■ **Work request**
Print exactly the lines below between the line holding "# indicate a point on every instance of the window frame" and the line holding "# indicate a point on every instance of the vertical", inclusive, and nothing more.

** Exercise material follows **

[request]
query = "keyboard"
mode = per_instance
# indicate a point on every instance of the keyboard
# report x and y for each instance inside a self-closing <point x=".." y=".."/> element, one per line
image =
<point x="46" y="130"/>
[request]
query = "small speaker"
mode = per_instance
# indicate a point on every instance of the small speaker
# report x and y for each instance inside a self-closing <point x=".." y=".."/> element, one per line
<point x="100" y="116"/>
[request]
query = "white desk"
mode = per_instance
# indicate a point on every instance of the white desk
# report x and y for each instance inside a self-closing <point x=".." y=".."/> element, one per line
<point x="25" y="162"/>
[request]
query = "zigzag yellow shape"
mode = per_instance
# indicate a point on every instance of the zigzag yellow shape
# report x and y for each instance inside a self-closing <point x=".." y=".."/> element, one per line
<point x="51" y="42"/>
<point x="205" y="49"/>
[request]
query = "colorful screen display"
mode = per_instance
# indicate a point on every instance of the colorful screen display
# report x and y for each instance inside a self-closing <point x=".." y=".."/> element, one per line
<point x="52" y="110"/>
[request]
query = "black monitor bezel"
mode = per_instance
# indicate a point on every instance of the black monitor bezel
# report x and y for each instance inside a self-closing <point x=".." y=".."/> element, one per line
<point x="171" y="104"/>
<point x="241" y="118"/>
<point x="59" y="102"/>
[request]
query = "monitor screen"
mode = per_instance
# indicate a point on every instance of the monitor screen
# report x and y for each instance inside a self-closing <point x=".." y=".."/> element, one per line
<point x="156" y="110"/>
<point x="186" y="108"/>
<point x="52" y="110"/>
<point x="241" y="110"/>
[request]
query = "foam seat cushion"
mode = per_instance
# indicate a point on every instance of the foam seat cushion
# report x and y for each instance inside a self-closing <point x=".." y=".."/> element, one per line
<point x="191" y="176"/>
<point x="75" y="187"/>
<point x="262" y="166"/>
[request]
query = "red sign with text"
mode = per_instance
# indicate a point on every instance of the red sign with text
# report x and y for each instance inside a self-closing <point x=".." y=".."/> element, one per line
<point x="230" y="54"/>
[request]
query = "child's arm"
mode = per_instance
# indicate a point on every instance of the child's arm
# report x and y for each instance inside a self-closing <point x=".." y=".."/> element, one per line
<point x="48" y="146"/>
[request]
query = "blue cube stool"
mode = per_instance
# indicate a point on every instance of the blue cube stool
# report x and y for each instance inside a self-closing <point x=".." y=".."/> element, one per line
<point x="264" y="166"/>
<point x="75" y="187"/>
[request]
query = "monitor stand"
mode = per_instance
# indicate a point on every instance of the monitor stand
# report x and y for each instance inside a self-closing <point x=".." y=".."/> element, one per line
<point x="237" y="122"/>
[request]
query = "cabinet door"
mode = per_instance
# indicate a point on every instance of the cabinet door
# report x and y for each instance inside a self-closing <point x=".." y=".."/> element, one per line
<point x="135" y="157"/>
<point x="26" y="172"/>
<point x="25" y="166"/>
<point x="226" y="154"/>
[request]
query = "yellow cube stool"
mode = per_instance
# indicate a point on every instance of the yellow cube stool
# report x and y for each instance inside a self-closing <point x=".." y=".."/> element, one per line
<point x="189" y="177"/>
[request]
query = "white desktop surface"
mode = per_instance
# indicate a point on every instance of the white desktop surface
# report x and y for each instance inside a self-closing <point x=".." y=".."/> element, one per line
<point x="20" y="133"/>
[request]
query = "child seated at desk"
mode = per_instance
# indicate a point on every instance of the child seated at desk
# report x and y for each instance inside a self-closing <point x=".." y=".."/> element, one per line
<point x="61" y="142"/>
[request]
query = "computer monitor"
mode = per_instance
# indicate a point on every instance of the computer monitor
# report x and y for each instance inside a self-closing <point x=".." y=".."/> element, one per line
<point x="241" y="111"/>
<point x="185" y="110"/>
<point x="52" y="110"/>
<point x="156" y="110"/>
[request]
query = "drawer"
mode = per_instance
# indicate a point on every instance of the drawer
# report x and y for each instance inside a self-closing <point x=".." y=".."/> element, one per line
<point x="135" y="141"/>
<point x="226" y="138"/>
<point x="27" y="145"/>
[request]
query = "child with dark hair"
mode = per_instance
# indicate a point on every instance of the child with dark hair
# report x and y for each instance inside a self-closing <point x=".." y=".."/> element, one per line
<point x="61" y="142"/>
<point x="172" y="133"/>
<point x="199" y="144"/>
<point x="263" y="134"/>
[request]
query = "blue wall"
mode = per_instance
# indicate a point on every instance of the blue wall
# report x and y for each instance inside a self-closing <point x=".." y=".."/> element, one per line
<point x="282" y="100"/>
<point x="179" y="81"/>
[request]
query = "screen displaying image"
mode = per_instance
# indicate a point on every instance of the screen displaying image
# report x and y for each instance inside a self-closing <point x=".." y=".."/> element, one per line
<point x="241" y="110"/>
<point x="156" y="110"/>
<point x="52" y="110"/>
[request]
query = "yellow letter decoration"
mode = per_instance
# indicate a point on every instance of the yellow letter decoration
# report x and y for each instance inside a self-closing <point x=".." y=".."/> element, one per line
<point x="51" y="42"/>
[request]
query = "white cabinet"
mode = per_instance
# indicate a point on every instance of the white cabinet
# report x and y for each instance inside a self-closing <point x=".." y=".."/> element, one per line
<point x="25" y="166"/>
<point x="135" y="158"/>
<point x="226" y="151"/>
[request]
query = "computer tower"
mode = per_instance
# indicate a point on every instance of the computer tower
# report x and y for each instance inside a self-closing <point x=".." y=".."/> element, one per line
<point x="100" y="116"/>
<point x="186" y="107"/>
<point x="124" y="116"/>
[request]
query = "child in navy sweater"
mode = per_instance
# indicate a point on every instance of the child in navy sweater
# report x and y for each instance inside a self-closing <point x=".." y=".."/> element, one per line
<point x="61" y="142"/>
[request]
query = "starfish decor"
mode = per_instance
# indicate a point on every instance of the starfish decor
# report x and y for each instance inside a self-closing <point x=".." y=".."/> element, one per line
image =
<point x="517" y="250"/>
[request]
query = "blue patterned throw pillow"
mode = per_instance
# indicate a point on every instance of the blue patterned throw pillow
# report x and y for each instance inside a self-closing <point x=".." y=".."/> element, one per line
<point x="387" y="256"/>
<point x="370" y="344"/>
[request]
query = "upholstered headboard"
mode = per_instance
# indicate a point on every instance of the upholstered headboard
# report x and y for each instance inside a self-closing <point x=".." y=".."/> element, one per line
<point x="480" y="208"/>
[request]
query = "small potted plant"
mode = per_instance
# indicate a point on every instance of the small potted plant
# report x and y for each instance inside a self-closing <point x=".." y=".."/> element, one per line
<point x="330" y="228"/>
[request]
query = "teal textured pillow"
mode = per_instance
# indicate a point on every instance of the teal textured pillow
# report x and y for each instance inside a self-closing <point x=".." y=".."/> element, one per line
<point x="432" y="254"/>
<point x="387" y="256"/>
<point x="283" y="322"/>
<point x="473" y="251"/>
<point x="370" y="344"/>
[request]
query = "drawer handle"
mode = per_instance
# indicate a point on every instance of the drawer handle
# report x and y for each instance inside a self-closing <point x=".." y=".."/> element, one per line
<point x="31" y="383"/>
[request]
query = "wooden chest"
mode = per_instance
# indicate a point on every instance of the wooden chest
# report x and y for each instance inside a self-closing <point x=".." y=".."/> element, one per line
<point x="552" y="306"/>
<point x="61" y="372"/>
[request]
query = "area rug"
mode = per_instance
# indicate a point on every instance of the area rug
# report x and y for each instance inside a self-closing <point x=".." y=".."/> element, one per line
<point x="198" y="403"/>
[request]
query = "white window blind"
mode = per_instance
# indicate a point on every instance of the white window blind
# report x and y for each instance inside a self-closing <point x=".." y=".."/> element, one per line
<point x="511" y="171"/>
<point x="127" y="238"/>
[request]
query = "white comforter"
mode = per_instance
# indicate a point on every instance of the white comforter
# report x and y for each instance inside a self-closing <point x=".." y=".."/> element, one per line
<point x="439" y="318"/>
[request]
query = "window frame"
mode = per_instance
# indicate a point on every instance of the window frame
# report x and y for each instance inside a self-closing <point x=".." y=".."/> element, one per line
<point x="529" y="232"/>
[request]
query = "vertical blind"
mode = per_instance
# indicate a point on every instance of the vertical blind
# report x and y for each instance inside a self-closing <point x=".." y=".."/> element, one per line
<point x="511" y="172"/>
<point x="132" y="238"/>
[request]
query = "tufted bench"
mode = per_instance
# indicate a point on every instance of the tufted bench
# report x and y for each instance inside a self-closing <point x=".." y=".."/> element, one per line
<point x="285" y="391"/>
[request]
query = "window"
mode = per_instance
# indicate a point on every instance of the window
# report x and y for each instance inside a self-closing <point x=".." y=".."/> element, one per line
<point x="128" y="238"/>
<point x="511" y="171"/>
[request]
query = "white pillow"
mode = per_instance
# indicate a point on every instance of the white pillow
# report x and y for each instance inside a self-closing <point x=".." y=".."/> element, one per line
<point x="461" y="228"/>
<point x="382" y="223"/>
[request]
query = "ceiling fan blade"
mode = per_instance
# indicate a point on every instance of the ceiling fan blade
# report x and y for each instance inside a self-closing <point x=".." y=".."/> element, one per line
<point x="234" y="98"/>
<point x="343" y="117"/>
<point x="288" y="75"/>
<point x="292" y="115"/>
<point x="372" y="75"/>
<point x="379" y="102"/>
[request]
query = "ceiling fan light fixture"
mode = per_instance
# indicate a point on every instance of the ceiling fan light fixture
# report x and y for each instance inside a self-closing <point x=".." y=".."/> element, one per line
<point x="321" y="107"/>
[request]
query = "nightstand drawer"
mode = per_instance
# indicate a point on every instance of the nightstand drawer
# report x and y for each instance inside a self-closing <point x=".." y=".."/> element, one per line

** End of Exercise material **

■ **Task answer**
# indicate a point on every instance of the window frame
# report x and y for each instance inside a self-closing <point x=".." y=".."/> element, one per line
<point x="529" y="232"/>
[request]
query = "vertical blind"
mode = per_instance
# indicate a point on every instance of the vertical blind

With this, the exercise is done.